## DIRECTIONS FOR THIS TASK
In the Heart Beat article, copy the part from "Heart Beat, which" up to and including "real, beating heart.", switching "surgery" to "an operation".

Art and technology will beat as one at the Adelaide Festival of Arts this month when an award winning artist and a locally based technical production company join forces to bring an art installation to life through advanced 4D technology.
Haycom Adelaide has worked with artist Lisa Roet to bring her piece ‘Heart Beat’ – an innovative 3D video installation – to life using advanced holographic technology and immersive audio design, creating a 4D experience.
Heart Beat, which will be on display at The Australian Experimental Art Foundation, is a ground-breaking immersive 4D video installation that uses the mutations of Roet’s own body to examine how cutting edge scientific technology affects humanness, raising ethical dilemmas and conversations.
The 3D digital heart hologram is made from half of the artist’s own heart, after she underwent surgery, and half of an ape’s heart. This footage, created by a digital artist, is then bought to life by Haycom Adelaide using a combination of 3D Musion technology and audio visual design, so that it looks and sounds like a real, beating heart.
At the centre of Roet’s work is the complex, yet close relationship between humans and apes. Haycom has captured the essence of the piece and used technology to complete the 4D immersion experience, carefully crafting all lighting and sound.
Artist Lisa Roet said: “Heart Beat explores the intricate link between humans and primates, and seeks to challenge the theories and relationships such as language and communication, and science and art, between humans and ‘other’ primates.
“It’s a completely captivating experience and without Haycom’s help, it would not have been possible. As an artist, the quality of my work is imperative and when looking at other suppliers, not one came close to what Haycom Adelaide could deliver.”
The team at Haycom, owners of the exclusive rights to Musion technology in Australia, were thrilled to once again work with Ms Roet.
Mario Valenti, Director and Technical Producer for Heart Beat, from Haycom Adelaide, said: “It has been a fantastic opportunity to work with Lisa and help bring her art to life. Due to the intricacy of this piece, the visual elements for the projection had to be stellar and the audio of the beating had to be engaging.
“We’ve used this advanced technology for several years, however it is still very new for people to see and experience, so has that wow factor, which many can’t believe is real.”
Lisa Roet explained further: “The technology is amazing and has that smoke and mirrors effect, which I think works so beautifully with art. It draws people in and prompts them to think about what this piece makes them feel. For me, it’s a self-portrait.”
The piece is on display now at the Australian Experimental Art Foundation as part of the Adelaide Festival until Wednesday 16 March.

Image point grounding data
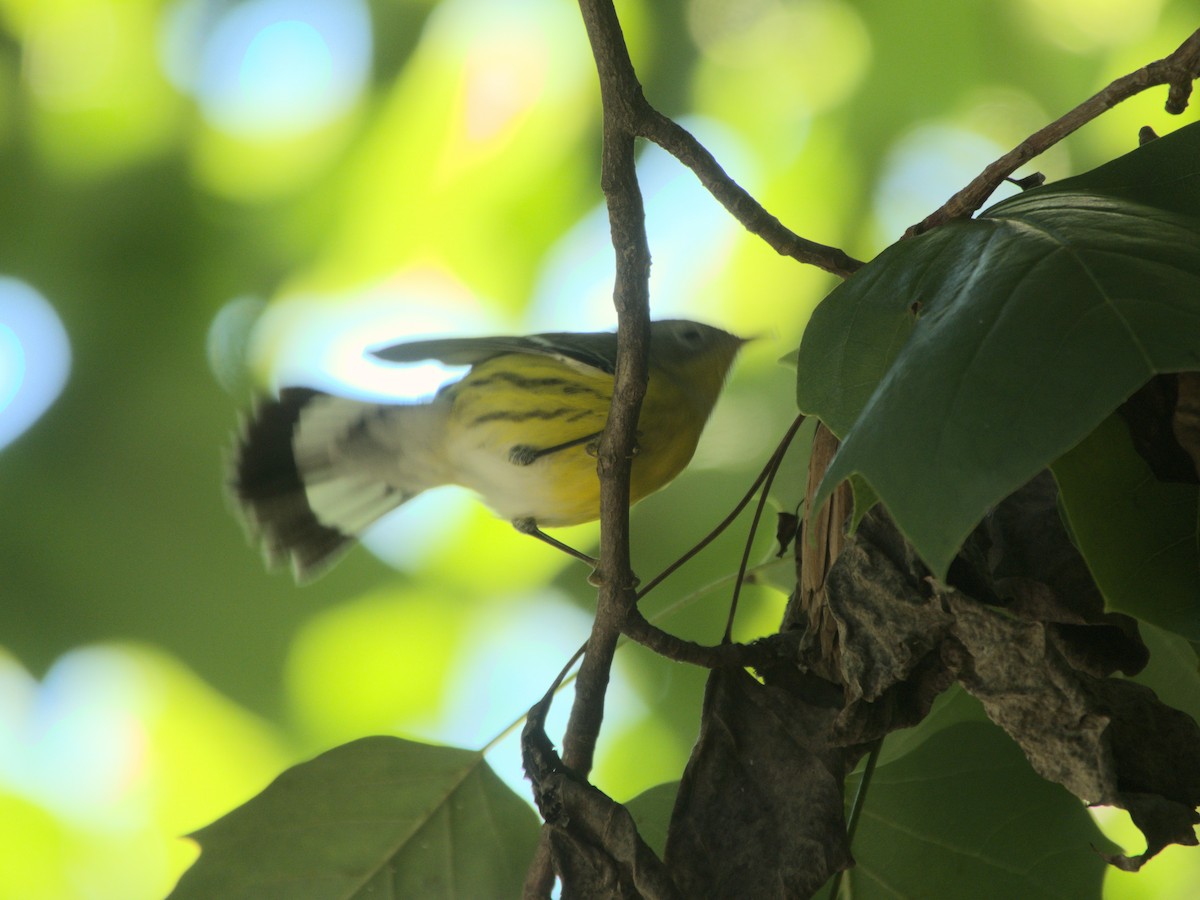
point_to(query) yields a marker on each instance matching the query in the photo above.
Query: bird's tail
(312, 471)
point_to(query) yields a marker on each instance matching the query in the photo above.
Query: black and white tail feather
(312, 471)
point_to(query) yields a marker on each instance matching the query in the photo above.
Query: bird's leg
(526, 455)
(529, 526)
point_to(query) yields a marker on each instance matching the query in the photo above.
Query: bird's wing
(594, 351)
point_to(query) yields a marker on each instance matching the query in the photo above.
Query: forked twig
(1177, 70)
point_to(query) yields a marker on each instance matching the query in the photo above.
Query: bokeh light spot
(35, 358)
(269, 67)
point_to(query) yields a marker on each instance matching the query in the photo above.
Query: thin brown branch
(745, 209)
(1177, 70)
(619, 91)
(768, 651)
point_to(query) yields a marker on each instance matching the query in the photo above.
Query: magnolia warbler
(312, 471)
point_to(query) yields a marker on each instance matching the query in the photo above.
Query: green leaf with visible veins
(1137, 533)
(964, 815)
(378, 817)
(959, 364)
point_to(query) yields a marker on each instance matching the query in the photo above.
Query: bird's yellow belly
(501, 419)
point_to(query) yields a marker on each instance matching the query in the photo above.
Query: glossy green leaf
(378, 817)
(964, 815)
(1137, 533)
(958, 365)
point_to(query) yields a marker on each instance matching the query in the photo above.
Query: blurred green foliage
(154, 675)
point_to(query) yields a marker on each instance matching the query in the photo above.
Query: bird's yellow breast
(516, 406)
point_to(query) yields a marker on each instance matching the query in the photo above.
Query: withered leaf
(760, 810)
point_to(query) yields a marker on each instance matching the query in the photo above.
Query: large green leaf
(964, 815)
(959, 364)
(1137, 533)
(378, 817)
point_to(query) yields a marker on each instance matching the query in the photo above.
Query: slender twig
(745, 209)
(1177, 70)
(772, 463)
(627, 220)
(856, 810)
(769, 471)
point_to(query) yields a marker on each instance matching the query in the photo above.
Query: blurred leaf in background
(190, 184)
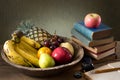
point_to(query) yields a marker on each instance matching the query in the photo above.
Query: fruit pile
(30, 52)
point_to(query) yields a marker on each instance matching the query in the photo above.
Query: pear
(46, 61)
(68, 46)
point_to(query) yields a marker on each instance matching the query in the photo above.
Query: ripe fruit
(43, 50)
(92, 20)
(46, 61)
(61, 55)
(68, 46)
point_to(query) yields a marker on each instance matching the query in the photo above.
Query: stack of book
(97, 42)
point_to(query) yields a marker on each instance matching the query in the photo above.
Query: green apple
(68, 46)
(46, 61)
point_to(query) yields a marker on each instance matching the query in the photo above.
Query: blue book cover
(93, 33)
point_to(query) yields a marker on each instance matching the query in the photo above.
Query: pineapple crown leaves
(24, 26)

## YOUR SOLUTION
Heart Beat, which will be on display at The Australian Experimental Art Foundation, is a ground-breaking immersive 4D video installation that uses the mutations of Roet’s own body to examine how cutting edge scientific technology affects humanness, raising ethical dilemmas and conversations.
The 3D digital heart hologram is made from half of the artist’s own heart, after she underwent an operation, and half of an ape’s heart. This footage, created by a digital artist, is then bought to life by Haycom Adelaide using a combination of 3D Musion technology and audio visual design, so that it looks and sounds like a real, beating heart.